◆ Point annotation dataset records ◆
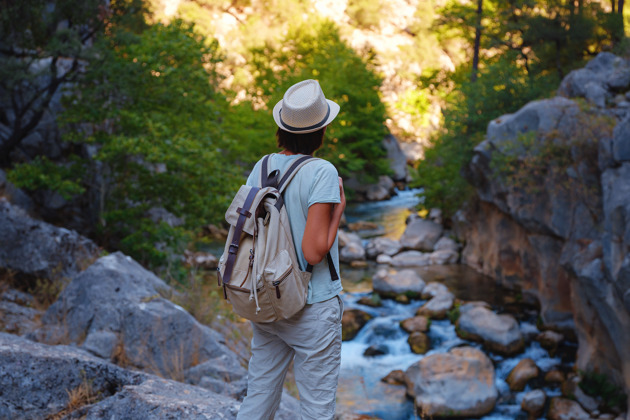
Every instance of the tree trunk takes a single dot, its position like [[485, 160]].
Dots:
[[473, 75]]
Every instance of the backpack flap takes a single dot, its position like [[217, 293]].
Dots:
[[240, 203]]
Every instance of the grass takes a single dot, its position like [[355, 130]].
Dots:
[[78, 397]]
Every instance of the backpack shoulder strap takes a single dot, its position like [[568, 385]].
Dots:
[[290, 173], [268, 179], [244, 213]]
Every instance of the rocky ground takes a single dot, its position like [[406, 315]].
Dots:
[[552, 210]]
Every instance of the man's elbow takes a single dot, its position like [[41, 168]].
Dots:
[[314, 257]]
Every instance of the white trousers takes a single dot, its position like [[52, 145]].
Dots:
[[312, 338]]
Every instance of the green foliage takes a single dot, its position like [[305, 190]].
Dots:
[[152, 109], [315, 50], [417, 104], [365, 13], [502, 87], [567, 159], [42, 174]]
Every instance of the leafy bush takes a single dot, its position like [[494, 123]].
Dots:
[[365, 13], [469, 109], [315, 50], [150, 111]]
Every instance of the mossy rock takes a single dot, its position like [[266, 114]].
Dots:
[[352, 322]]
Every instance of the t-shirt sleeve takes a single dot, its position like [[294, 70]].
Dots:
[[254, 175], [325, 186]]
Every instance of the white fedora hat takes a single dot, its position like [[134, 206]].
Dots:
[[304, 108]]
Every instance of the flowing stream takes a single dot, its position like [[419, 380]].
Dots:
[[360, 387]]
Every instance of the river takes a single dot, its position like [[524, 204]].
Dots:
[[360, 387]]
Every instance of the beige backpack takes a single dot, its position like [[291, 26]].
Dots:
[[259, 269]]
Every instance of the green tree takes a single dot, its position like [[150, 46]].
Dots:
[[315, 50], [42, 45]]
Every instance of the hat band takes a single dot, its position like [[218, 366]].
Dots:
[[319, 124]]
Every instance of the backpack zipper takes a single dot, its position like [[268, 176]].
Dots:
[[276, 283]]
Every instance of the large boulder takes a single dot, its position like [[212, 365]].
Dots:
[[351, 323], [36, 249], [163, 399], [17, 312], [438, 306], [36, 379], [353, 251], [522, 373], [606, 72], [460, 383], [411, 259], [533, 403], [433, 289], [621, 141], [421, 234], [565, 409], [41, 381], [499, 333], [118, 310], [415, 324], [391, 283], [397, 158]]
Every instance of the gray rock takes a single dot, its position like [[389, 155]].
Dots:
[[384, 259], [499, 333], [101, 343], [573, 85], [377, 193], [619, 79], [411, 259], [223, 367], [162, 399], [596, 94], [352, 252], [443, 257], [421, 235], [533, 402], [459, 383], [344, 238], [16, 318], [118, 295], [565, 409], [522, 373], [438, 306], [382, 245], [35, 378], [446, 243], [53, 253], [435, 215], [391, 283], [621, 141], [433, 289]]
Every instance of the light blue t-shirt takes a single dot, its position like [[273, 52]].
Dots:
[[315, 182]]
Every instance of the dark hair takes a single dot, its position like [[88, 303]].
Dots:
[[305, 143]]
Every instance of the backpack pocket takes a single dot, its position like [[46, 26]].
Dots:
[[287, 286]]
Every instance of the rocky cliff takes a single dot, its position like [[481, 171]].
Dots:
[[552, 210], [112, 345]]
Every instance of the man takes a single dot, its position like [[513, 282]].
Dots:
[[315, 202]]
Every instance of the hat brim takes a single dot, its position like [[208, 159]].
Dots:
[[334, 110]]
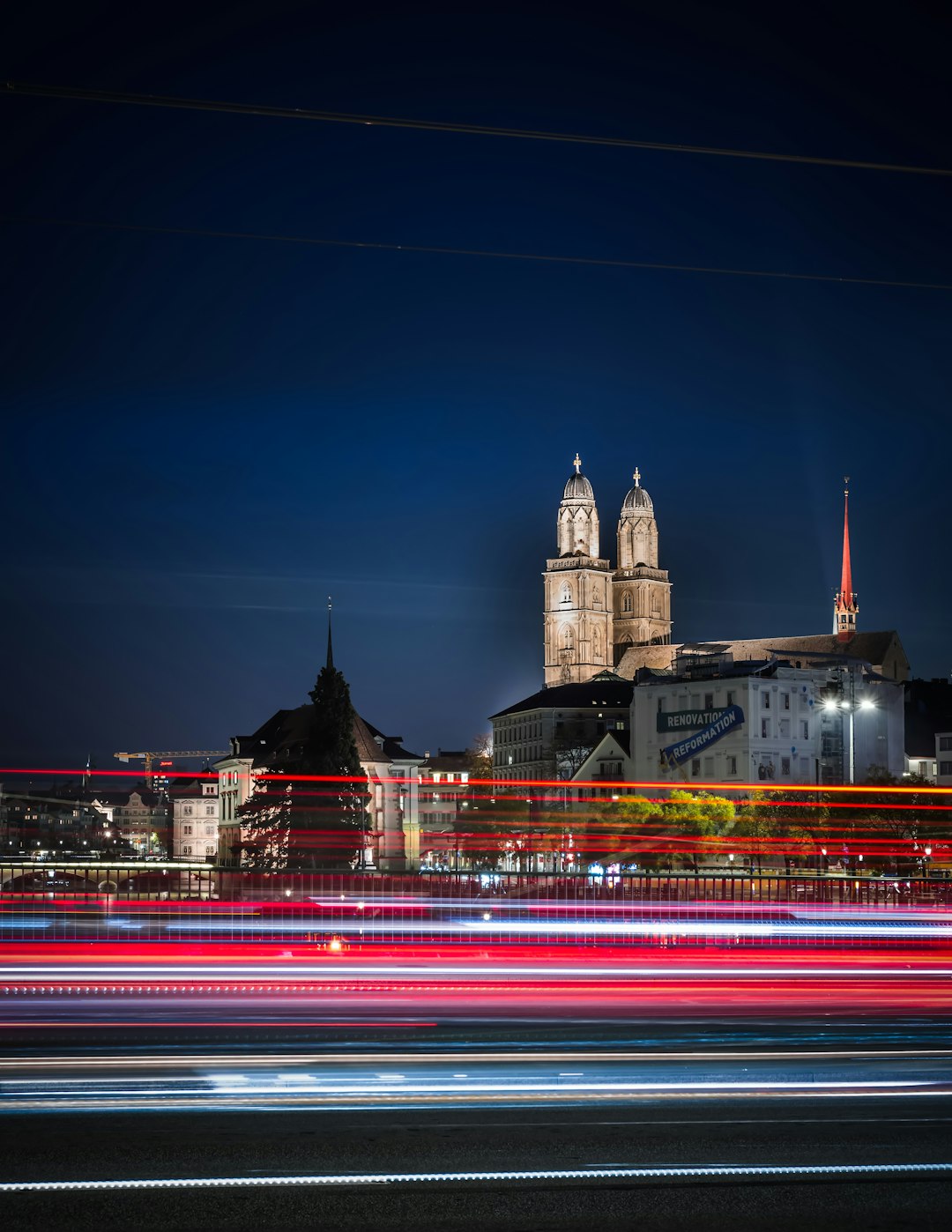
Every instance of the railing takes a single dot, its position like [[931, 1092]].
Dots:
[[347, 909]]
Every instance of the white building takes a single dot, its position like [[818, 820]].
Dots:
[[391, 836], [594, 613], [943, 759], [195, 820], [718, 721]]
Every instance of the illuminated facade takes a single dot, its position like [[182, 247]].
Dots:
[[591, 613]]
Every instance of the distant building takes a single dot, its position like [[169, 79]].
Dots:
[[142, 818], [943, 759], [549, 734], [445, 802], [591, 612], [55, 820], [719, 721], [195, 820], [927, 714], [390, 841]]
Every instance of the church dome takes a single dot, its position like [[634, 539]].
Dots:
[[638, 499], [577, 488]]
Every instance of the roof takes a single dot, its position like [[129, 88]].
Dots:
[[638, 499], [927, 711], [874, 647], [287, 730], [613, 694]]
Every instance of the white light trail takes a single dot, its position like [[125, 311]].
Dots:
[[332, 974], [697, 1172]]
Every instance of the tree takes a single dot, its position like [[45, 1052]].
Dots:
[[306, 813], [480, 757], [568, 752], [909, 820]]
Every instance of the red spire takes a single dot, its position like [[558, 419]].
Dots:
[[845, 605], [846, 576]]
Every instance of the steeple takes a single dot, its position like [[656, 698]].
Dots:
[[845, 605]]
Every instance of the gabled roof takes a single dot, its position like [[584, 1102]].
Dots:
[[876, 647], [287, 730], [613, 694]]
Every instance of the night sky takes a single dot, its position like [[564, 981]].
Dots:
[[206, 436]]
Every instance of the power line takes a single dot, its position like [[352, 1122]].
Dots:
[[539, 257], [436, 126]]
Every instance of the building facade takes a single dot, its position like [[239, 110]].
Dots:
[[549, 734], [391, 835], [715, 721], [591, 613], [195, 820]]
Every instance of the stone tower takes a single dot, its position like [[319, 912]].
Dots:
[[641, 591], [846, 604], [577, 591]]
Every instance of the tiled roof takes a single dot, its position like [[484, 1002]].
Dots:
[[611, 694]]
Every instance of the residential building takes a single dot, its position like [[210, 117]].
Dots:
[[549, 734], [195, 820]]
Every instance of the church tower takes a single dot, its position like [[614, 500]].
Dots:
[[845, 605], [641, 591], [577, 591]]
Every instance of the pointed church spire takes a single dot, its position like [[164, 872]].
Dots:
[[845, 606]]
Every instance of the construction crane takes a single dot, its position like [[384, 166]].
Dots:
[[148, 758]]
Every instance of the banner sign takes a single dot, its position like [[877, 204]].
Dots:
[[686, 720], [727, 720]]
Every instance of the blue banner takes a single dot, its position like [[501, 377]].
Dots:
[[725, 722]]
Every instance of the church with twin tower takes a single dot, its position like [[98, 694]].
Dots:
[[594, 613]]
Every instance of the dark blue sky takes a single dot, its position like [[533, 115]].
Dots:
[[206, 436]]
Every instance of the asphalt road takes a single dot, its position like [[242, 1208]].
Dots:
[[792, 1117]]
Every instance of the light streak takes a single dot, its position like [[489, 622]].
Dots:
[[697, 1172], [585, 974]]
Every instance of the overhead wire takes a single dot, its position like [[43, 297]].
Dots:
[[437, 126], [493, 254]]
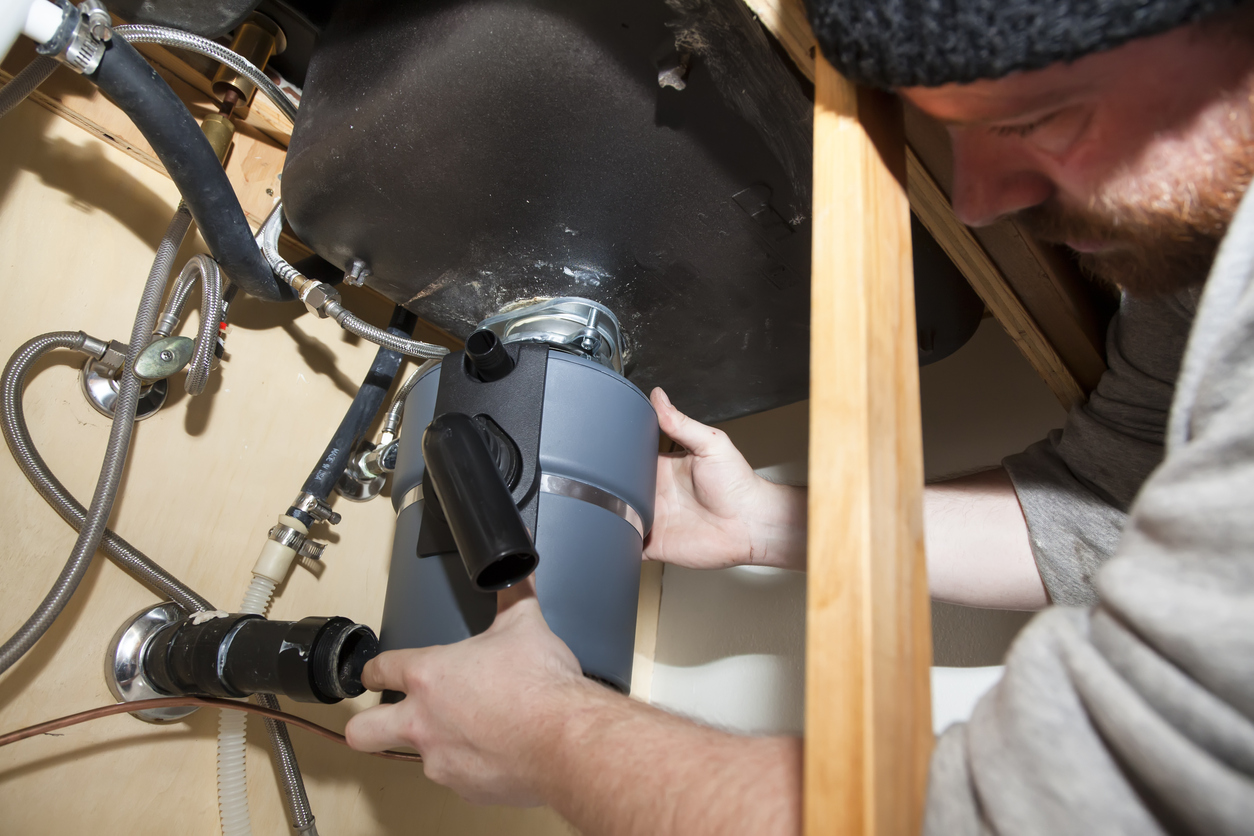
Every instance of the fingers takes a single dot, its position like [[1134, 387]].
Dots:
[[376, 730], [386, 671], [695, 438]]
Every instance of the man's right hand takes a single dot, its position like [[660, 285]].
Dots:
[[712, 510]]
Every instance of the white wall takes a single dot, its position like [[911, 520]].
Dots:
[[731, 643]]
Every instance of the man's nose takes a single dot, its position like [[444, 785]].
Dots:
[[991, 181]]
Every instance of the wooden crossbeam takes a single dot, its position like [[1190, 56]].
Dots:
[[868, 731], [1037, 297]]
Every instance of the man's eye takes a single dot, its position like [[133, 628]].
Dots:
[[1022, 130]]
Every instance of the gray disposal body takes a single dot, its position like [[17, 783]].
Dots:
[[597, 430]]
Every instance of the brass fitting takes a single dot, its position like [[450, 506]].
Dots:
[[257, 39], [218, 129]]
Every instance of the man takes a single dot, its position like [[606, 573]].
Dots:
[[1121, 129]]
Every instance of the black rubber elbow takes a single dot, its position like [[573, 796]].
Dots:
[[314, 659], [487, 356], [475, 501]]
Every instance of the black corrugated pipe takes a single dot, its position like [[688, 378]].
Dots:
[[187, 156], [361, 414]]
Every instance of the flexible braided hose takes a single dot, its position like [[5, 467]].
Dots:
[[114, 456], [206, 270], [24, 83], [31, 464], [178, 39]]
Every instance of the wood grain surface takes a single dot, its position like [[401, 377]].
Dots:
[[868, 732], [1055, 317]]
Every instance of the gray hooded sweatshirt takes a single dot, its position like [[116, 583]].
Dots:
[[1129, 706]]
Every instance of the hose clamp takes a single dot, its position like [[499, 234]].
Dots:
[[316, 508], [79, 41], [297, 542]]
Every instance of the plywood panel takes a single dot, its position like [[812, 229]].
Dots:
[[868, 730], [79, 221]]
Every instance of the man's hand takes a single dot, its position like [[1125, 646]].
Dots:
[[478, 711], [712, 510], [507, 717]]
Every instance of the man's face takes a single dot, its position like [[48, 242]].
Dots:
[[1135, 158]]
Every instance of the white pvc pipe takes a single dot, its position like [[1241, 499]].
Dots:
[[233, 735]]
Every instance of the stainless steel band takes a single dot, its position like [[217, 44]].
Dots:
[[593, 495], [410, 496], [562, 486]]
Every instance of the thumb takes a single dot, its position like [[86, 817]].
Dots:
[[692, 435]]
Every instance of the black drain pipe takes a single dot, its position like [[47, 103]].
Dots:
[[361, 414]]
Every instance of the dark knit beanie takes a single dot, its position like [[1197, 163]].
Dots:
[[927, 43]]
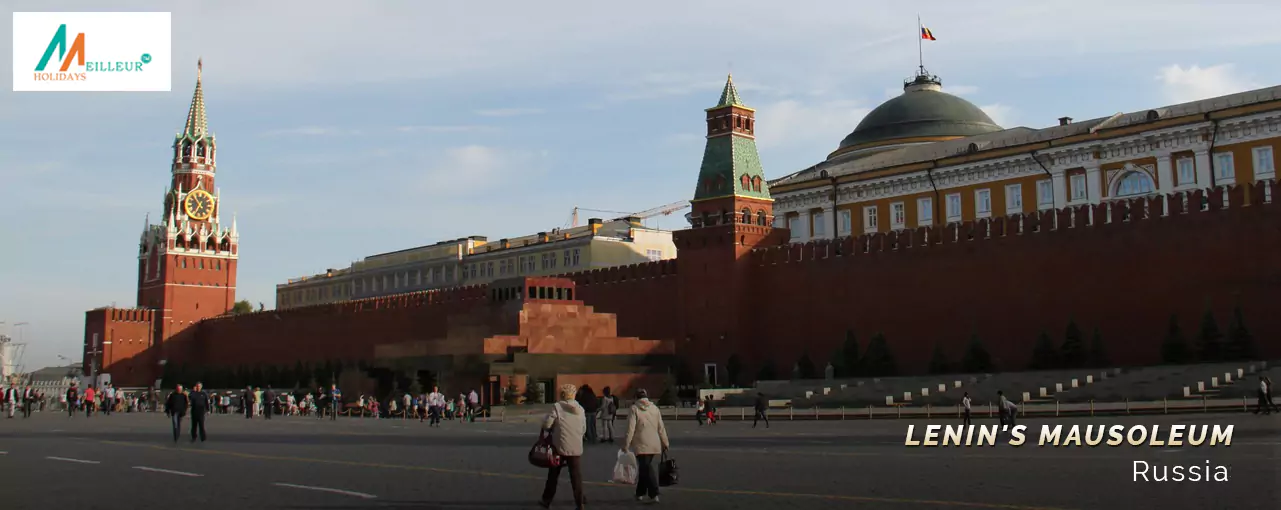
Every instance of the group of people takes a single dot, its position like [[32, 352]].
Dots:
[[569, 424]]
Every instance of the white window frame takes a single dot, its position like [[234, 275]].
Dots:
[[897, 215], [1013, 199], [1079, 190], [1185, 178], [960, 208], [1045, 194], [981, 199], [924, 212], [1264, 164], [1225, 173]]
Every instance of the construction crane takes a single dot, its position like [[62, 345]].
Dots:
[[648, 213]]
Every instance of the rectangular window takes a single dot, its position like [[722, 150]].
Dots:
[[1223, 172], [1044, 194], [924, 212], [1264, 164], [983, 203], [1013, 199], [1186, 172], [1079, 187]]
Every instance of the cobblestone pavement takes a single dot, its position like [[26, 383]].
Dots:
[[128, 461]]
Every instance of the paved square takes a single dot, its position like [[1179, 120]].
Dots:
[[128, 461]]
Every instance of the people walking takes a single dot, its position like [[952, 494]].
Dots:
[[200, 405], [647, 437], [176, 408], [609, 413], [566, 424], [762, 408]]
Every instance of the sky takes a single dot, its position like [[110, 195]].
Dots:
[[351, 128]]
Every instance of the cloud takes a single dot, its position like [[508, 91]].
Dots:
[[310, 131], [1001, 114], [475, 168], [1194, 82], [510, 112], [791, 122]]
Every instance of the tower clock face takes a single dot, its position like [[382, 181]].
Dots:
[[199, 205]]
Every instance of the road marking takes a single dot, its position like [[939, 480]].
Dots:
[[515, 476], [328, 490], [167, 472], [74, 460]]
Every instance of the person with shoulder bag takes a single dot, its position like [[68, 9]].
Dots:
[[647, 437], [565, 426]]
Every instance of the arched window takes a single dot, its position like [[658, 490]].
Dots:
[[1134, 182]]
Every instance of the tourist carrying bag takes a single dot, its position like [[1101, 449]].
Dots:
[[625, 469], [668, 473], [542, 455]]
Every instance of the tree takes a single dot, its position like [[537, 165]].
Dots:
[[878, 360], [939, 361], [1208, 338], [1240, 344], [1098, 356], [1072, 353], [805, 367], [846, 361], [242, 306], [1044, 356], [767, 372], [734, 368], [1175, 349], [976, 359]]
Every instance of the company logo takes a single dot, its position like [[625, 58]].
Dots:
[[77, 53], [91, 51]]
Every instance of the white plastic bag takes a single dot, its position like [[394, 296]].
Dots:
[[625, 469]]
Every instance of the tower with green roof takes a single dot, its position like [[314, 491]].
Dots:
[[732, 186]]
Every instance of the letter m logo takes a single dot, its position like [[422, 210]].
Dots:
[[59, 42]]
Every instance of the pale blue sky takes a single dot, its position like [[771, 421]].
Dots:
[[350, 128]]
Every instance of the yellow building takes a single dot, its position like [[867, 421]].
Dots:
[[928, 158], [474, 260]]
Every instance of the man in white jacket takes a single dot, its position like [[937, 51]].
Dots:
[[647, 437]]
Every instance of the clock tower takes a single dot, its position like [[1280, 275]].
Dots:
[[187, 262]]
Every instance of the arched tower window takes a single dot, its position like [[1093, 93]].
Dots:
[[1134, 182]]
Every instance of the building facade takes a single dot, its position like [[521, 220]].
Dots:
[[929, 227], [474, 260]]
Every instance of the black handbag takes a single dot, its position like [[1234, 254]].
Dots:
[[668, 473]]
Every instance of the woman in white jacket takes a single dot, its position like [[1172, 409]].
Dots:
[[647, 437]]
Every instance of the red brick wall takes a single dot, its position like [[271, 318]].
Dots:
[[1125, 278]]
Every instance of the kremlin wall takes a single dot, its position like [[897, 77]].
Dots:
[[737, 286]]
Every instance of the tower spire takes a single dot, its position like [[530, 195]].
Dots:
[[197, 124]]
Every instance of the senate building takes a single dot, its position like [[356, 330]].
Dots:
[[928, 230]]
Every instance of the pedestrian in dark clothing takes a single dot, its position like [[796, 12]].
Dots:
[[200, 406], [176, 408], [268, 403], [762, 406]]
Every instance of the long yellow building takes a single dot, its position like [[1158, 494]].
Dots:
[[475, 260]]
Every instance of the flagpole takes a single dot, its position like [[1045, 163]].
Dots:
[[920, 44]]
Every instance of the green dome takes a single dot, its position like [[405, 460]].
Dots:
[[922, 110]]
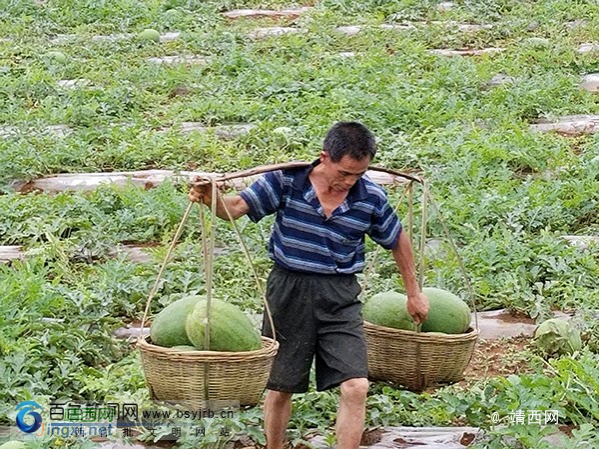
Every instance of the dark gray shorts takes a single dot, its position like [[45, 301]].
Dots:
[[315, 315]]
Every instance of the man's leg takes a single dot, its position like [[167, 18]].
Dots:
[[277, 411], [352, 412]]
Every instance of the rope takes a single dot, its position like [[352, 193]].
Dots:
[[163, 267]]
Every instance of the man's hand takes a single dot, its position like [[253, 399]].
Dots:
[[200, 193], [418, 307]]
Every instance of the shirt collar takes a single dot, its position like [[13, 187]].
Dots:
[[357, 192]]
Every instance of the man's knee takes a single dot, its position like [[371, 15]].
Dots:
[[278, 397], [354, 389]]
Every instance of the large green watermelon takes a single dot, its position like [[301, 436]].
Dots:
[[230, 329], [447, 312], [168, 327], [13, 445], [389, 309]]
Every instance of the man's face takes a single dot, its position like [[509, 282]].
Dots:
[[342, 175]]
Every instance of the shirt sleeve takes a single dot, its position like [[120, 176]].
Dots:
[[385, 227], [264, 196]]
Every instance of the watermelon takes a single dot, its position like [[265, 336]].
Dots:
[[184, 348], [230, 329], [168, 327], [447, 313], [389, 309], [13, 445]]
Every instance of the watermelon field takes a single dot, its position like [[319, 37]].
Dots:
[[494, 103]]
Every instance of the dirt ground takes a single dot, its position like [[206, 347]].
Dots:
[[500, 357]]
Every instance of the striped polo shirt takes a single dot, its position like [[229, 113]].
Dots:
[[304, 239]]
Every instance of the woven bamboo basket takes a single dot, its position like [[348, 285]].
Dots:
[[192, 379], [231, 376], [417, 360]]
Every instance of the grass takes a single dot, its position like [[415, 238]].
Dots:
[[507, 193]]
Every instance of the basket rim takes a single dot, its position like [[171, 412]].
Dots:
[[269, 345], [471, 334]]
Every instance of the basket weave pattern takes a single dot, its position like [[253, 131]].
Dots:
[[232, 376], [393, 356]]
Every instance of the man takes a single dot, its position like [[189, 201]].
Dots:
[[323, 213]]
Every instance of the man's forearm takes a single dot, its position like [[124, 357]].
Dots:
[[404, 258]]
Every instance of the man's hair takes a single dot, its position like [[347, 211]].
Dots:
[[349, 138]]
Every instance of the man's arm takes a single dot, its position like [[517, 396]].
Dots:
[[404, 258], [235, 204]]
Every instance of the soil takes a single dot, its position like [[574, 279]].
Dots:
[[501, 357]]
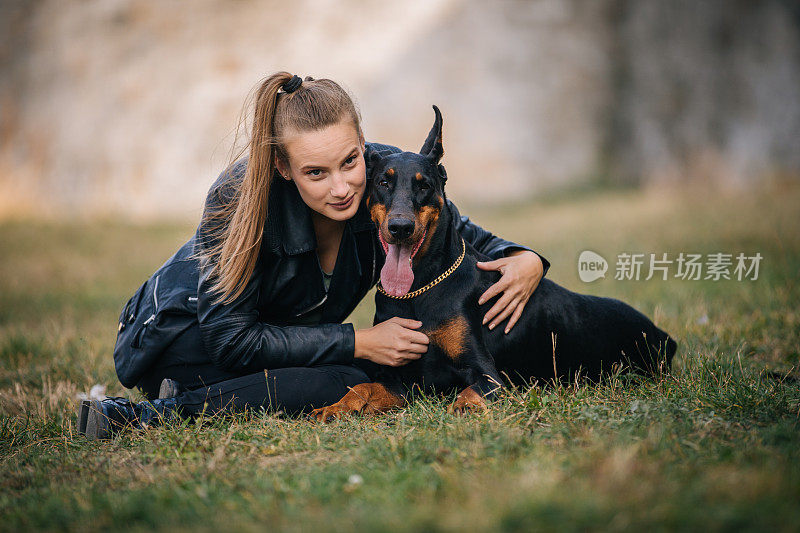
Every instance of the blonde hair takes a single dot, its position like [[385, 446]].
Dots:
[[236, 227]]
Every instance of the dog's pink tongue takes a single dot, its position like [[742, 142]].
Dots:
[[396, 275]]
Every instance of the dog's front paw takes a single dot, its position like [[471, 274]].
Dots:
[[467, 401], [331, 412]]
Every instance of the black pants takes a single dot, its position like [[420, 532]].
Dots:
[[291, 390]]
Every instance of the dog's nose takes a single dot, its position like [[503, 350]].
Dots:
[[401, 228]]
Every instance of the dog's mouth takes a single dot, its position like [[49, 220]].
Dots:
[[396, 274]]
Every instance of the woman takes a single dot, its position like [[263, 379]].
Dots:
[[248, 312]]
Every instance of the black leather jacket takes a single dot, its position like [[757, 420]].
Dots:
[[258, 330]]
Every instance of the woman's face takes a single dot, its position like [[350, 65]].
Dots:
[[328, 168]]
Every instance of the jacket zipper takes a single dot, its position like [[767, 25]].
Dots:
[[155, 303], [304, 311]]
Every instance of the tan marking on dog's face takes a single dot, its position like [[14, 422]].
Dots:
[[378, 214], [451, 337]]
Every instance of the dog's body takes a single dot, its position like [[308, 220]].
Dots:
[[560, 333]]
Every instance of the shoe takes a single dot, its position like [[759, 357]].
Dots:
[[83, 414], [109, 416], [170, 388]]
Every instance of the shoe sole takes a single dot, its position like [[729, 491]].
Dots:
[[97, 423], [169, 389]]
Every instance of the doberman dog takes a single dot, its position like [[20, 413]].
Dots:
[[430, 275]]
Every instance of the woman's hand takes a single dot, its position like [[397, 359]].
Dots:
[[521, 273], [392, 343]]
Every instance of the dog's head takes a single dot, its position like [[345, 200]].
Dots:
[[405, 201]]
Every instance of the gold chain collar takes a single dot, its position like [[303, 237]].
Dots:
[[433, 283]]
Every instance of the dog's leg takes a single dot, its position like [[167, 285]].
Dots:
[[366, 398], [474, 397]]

◆ What to do ◆
Reproduce the items between the line holding "Every instance of the light streak" and the line holding "[[731, 643]]", inclusive, substituting "power line" for "overhead wire" and changing nothing else. Omit the pictures from your output.

◆ Solved problem ◆
Every instance of the light streak takes a single dot, its position like [[489, 622]].
Dots:
[[697, 1172], [585, 974]]
Every instance of the power line takes a single dot, its position like [[43, 297]].
Dots:
[[437, 126], [493, 254]]
Every instance of the fingers takes a single dot, its position like [[1134, 387]].
Dots:
[[376, 730], [386, 671], [695, 438]]
Every instance of the man's right hand takes a single dot, its position like [[660, 285]].
Dots:
[[712, 510]]
Every instance of the white wall takes a single dot, its position like [[911, 520]].
Dots:
[[731, 643]]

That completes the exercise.